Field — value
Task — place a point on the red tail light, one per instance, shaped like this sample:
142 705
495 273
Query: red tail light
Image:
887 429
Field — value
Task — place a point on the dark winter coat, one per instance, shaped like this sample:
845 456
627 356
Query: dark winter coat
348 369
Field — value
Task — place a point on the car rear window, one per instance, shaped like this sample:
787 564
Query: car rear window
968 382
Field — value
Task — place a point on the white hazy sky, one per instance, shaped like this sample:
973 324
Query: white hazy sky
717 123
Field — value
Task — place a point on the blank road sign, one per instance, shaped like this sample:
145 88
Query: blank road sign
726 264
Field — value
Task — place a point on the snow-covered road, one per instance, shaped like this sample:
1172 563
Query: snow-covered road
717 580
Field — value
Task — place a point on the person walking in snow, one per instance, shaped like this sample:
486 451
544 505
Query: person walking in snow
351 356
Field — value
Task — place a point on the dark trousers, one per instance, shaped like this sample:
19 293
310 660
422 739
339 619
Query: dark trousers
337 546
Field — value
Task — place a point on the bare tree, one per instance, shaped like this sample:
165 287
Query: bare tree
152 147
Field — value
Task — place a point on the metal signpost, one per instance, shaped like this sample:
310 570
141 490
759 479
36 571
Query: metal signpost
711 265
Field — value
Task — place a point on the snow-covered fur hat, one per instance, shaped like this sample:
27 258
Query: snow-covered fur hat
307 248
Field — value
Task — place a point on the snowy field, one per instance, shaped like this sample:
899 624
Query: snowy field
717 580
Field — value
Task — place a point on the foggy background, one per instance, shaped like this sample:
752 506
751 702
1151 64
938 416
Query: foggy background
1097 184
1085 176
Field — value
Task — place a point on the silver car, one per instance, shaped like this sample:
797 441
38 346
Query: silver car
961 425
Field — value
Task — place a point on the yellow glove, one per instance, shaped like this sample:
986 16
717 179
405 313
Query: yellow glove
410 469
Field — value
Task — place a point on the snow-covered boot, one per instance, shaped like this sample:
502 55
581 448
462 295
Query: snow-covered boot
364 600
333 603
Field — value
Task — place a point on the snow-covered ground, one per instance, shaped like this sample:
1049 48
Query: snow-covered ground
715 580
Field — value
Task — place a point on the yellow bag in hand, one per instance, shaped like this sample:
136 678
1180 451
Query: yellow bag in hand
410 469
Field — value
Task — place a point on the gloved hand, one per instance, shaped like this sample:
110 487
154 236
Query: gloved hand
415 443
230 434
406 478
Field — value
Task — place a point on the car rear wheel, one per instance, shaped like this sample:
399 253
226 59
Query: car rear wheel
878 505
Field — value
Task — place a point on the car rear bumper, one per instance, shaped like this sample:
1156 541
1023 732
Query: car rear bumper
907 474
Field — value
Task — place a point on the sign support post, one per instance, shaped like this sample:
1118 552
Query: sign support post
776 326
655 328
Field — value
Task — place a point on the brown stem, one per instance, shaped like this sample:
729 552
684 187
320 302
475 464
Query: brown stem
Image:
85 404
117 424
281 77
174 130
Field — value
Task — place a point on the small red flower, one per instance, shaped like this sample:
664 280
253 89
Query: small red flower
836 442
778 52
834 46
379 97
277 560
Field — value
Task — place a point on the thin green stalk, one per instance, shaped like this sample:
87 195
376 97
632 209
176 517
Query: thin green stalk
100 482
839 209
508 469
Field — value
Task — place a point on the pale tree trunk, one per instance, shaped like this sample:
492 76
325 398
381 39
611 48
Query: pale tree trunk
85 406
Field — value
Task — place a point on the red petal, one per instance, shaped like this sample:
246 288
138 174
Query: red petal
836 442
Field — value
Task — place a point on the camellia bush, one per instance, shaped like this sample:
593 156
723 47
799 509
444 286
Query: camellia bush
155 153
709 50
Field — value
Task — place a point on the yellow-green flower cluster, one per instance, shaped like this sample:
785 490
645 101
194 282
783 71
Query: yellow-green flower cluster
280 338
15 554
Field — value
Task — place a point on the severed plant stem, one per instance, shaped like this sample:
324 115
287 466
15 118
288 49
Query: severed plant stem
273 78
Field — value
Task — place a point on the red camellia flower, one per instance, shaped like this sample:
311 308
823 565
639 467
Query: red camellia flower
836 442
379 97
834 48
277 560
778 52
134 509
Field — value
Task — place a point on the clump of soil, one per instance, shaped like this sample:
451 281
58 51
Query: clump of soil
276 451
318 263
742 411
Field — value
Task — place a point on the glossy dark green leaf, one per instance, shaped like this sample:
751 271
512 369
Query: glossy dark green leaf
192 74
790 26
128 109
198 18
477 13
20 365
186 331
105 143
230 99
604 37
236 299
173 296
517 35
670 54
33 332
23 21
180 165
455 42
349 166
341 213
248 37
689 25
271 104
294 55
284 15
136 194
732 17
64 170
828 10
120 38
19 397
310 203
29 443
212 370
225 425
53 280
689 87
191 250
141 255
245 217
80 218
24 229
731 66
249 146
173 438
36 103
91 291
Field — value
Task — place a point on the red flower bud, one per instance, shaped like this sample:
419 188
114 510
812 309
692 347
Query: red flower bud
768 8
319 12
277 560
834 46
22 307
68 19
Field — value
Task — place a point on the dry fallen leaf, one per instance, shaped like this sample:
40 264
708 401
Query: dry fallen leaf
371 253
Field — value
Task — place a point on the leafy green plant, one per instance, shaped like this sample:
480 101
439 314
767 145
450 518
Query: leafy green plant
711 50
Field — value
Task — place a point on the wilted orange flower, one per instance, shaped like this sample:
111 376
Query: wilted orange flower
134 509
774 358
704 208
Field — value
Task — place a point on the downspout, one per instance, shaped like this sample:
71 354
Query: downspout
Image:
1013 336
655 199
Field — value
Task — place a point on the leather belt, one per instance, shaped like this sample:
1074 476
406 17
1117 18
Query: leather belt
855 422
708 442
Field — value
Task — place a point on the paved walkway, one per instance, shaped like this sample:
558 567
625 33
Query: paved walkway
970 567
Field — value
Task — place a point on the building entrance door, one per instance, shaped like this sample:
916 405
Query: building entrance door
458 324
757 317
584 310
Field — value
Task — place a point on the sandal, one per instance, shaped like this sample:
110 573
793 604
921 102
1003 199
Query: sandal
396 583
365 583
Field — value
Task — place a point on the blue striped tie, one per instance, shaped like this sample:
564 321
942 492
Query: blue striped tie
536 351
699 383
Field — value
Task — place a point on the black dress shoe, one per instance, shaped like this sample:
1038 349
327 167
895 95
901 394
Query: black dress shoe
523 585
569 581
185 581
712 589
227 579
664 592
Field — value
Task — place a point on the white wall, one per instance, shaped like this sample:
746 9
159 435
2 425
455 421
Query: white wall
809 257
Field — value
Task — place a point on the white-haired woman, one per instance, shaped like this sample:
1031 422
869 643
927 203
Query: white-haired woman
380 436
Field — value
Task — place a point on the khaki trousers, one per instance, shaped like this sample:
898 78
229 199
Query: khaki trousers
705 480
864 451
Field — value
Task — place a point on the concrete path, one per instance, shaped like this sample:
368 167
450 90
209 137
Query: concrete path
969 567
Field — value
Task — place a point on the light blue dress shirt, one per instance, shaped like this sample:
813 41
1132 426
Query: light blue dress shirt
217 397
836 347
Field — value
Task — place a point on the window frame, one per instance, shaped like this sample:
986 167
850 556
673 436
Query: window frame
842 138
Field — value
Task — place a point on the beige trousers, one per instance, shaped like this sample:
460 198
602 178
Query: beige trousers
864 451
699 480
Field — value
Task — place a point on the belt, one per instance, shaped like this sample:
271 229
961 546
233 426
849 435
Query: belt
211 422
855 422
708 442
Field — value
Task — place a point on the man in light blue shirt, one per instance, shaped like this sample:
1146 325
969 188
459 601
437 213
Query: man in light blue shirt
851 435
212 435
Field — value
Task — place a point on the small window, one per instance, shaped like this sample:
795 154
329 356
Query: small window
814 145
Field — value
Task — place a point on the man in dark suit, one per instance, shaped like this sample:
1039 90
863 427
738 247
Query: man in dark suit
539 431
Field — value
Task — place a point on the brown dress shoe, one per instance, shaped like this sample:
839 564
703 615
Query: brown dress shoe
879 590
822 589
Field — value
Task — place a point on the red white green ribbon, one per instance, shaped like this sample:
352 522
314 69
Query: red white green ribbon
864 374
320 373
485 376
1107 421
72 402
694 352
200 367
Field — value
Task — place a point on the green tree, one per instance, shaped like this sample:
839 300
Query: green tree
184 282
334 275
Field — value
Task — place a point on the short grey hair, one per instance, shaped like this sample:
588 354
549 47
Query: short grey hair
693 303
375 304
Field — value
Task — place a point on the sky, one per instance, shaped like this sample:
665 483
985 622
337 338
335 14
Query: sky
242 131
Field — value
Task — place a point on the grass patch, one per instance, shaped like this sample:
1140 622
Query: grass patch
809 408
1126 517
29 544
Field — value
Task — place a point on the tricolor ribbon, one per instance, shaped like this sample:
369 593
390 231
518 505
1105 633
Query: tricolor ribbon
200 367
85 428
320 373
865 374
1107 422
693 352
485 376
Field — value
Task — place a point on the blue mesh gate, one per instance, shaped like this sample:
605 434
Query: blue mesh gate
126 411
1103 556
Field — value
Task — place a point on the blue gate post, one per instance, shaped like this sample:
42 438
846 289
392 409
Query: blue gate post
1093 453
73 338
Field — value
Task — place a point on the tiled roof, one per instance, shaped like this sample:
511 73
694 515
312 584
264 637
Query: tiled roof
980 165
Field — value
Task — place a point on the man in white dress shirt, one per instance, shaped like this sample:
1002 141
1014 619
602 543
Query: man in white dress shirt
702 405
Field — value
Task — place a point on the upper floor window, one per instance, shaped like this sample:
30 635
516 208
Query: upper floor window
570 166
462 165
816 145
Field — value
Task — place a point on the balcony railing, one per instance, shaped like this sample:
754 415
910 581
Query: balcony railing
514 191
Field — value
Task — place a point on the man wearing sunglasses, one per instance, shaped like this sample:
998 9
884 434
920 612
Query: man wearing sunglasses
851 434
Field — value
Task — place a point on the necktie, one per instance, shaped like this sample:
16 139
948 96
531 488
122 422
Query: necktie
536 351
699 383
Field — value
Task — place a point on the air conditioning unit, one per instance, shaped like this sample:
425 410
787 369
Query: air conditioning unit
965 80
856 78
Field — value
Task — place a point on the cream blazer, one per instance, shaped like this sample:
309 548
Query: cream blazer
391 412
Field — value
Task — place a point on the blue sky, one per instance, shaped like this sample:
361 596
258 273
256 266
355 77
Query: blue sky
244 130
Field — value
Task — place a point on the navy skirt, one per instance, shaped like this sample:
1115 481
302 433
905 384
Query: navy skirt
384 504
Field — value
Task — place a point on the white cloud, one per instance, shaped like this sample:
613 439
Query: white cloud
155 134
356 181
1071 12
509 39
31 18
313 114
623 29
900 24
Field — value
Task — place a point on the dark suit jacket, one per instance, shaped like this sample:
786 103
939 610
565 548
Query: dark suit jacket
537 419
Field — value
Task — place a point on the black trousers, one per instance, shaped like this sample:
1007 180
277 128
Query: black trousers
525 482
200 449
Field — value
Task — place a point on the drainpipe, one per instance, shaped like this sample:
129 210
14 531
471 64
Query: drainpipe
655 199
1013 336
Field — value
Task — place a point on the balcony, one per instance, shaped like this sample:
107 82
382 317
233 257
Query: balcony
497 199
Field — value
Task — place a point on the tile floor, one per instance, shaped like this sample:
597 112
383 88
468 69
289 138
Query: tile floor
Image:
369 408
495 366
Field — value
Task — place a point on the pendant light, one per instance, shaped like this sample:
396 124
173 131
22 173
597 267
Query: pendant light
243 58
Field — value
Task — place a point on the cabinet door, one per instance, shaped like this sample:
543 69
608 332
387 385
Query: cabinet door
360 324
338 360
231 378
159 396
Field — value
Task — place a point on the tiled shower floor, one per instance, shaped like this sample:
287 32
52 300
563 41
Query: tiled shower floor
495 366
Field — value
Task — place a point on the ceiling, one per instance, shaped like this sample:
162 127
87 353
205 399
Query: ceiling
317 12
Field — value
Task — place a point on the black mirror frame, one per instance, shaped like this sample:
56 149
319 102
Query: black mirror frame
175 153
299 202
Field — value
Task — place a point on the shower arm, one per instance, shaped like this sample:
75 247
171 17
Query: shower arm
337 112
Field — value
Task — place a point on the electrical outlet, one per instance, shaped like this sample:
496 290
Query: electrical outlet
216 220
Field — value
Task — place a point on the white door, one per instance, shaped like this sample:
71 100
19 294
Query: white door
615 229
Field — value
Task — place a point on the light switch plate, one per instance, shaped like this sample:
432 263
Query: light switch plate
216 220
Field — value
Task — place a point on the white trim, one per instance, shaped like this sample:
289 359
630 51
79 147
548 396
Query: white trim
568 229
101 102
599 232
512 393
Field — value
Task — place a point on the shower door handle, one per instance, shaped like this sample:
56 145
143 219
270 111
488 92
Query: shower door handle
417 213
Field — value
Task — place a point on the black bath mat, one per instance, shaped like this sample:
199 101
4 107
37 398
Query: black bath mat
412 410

Direction: List each line of the data above that contains the string "switch". Case counts.

Response:
Task — place a point on the light switch plate, one per instance, shaped like this sample:
Query: light switch plate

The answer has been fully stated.